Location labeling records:
++++
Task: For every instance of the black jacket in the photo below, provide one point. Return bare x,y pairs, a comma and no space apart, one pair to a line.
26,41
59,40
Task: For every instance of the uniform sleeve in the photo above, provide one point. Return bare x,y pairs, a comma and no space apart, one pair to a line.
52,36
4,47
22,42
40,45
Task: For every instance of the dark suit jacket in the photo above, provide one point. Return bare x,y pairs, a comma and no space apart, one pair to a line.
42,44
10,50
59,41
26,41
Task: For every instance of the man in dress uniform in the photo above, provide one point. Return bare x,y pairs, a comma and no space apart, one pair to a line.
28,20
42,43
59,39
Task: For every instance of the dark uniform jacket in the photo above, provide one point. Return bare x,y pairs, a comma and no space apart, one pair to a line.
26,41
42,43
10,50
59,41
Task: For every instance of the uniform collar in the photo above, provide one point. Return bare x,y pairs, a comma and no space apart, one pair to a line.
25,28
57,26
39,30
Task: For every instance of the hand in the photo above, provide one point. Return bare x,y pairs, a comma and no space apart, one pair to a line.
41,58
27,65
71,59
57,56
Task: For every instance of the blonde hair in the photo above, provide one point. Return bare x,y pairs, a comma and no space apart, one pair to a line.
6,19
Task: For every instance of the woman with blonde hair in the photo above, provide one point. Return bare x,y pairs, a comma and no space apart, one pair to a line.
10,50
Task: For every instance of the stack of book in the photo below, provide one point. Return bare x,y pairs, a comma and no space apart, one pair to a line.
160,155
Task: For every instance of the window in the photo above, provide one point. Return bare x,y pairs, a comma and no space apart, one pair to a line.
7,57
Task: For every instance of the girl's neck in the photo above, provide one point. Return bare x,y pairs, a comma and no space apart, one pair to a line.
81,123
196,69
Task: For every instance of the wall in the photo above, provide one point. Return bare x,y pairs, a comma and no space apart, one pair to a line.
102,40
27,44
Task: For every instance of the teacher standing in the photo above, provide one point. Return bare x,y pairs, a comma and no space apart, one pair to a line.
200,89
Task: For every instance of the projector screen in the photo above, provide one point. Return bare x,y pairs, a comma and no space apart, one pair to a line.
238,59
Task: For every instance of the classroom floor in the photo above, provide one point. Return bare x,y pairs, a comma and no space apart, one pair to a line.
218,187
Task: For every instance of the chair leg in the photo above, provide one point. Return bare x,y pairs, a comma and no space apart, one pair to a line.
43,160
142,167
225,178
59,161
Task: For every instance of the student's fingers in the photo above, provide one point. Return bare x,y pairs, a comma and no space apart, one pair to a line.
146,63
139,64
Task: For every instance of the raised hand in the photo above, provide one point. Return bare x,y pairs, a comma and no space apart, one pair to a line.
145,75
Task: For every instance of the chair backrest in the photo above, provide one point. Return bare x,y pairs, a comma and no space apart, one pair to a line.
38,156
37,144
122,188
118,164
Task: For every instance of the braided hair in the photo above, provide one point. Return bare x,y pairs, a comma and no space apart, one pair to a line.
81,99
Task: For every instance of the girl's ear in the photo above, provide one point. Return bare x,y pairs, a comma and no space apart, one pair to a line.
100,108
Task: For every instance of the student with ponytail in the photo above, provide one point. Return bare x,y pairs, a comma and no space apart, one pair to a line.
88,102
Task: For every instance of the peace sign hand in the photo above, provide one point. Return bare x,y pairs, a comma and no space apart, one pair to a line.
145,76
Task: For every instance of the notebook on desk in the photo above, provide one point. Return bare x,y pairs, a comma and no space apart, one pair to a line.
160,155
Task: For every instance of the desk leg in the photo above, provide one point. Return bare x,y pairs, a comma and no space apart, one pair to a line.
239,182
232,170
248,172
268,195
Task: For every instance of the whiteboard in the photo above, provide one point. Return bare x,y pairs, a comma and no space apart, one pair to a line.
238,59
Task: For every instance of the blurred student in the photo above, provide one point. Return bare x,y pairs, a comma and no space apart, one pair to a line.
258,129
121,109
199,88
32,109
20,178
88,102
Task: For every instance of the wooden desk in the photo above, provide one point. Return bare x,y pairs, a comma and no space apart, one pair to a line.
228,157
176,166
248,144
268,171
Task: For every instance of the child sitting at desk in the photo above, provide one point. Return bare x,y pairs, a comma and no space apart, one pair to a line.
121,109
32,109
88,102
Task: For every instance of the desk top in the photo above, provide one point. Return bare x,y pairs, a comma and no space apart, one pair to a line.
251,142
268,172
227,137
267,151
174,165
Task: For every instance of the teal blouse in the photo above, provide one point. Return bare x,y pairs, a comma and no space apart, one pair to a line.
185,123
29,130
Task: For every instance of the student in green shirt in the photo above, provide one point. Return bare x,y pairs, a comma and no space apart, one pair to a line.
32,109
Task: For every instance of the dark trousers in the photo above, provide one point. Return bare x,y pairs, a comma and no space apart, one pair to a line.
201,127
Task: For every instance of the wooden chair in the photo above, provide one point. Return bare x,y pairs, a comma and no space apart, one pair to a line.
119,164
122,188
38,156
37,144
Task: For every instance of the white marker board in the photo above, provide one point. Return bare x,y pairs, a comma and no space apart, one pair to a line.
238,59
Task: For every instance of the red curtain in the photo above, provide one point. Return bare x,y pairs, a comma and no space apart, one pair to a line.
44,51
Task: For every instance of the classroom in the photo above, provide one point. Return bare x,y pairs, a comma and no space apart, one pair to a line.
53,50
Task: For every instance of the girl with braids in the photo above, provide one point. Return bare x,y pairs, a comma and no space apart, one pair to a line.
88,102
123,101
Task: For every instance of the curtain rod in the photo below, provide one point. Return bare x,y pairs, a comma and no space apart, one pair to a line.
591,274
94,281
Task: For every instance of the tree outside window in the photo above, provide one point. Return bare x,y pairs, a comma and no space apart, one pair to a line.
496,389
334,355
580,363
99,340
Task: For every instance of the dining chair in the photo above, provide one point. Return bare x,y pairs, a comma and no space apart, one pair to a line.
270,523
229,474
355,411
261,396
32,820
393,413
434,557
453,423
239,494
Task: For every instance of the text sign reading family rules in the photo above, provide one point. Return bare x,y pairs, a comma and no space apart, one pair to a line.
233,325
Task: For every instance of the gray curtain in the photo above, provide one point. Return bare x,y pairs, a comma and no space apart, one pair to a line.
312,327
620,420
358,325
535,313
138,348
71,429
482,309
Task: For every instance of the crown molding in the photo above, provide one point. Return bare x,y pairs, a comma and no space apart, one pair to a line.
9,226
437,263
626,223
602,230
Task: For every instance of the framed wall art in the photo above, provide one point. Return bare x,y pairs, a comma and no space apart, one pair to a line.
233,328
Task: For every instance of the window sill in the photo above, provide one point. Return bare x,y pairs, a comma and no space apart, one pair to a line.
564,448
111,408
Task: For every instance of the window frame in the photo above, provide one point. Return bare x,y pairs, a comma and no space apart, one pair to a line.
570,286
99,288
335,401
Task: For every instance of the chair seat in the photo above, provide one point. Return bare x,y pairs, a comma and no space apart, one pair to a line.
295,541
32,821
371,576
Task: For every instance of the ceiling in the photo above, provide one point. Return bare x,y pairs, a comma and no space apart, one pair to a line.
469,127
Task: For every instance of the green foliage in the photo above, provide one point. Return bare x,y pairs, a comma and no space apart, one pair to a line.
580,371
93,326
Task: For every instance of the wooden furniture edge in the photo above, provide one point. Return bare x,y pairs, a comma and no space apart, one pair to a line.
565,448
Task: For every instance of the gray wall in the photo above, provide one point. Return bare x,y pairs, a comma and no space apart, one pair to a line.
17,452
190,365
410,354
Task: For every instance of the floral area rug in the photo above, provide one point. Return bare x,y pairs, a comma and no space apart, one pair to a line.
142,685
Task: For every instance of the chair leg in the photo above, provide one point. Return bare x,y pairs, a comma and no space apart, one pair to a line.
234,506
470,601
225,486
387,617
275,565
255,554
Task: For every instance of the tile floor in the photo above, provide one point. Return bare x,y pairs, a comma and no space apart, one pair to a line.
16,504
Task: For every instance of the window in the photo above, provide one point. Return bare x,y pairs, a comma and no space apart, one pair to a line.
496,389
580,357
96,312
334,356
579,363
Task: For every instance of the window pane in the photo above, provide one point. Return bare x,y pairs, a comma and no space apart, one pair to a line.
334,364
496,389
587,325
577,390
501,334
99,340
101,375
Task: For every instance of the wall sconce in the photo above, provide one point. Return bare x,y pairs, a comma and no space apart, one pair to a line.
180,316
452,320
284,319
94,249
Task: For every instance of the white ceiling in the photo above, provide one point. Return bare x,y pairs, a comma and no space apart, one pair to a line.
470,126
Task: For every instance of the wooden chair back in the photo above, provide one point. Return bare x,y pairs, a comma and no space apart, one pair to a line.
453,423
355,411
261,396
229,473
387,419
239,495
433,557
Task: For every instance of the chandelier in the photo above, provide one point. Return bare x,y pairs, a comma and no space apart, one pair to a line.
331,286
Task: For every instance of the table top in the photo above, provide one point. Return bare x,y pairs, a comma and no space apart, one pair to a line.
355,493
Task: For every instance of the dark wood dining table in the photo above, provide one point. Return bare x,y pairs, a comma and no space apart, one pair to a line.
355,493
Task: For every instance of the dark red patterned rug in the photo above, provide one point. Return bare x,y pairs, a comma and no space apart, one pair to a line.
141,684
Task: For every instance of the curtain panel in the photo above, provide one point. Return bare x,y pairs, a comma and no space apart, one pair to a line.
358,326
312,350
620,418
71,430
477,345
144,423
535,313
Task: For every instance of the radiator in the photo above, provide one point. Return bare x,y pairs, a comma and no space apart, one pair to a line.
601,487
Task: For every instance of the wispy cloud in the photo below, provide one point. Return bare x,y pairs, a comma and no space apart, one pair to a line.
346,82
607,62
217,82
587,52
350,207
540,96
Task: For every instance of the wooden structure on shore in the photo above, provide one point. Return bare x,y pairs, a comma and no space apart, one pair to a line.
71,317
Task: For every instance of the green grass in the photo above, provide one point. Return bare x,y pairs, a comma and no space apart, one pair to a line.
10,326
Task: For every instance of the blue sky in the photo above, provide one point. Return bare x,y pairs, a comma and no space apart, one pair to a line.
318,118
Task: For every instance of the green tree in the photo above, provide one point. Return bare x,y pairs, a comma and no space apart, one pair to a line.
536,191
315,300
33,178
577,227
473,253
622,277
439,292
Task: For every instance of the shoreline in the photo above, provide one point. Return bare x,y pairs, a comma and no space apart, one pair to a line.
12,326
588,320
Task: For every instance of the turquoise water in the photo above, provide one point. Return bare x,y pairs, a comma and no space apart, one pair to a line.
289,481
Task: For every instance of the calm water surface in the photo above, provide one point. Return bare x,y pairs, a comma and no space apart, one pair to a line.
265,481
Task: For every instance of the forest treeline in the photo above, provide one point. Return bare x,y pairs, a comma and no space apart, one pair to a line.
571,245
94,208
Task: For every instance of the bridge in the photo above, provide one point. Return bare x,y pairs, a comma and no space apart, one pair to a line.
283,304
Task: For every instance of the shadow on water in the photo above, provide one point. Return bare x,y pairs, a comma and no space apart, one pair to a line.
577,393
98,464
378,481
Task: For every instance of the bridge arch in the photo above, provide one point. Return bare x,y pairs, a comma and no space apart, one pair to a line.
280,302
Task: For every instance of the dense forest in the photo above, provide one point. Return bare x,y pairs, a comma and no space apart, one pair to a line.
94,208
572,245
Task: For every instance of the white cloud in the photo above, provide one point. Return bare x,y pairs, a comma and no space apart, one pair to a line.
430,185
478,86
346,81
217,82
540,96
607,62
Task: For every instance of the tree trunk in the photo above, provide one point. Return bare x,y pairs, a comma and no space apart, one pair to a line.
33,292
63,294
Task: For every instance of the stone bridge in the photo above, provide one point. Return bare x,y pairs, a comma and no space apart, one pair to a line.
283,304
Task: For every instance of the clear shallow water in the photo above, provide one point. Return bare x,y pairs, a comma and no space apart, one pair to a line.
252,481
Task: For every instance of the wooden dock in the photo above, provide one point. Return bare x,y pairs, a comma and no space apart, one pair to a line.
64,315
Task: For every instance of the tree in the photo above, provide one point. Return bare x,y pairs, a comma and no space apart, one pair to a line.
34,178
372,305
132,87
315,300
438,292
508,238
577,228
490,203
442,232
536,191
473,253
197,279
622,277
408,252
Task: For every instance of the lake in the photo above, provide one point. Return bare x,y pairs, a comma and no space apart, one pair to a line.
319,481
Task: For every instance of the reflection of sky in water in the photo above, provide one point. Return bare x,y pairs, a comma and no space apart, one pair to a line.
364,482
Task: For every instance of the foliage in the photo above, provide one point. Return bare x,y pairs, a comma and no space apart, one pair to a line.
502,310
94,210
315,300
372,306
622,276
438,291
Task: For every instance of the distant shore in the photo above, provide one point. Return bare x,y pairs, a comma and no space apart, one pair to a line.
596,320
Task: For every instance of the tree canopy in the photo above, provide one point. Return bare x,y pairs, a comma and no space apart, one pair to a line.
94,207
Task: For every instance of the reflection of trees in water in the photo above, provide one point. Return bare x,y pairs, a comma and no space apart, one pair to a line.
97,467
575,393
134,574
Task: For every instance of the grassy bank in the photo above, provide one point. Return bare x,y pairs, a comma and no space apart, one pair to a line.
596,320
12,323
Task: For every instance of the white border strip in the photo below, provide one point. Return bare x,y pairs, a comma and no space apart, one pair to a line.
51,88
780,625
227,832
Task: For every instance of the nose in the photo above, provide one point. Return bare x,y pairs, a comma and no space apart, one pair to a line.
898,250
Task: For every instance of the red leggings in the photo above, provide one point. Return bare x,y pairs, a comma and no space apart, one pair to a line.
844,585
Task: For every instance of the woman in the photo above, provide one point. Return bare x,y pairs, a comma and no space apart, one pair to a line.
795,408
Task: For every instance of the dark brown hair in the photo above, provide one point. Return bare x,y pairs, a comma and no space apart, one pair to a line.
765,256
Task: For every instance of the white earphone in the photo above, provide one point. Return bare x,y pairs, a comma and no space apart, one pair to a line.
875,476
++++
→ What is being asked
Only those lines running from the one containing "Task: For every instance of the distant" through the last line of the data above are to be copied, exactly, with both ends included.

→ Output
Task: For every instance of the distant shore in the photo above, provide one point. Return bare x,y pairs, a comma and no space apart, one pair to a line.
596,320
Task: For every instance of the tree canopy in the photo above, provide one point. Return bare x,y pairs, a comma and no space apart, one pair to a line.
94,207
Task: For every instance of the reflection of trees in water in the photo above, provide one point. Return bare x,y pairs, a comma and no space apart, one pair to a line.
97,467
575,393
134,574
Task: For every instance of the grassy bank in the photo above, provide one point. Return bare x,y pairs, a comma and no space apart, one pair to a line.
596,320
12,323
Task: For every instance of the white border strip in the photo below, provide one point. Return bare x,y pairs, a comma and no space apart, one pair to a line.
51,88
780,625
227,832
Task: For every instance of the nose in the photo above, provide one point. Return bare x,y pairs, a comma and no space apart, one pair to a line.
898,250
Task: For every instance of the red leggings in the photo above, provide one point. Return bare x,y pairs, a comma and no space apart, one pair to a line.
844,585
Task: For every instance of the woman in the photo above, provide one point. Return bare x,y pairs, a comma and no space apart, one pair to a line.
795,408
Task: For every instance of the dark brown hair in the photo above, provide one point. Return bare x,y pairs, a comma and no space apart, one pair to a line.
765,256
Task: For every instance of the white earphone in the photo above, provide one point. Return bare x,y pairs, a comma and no space apart, one pair to a line.
875,476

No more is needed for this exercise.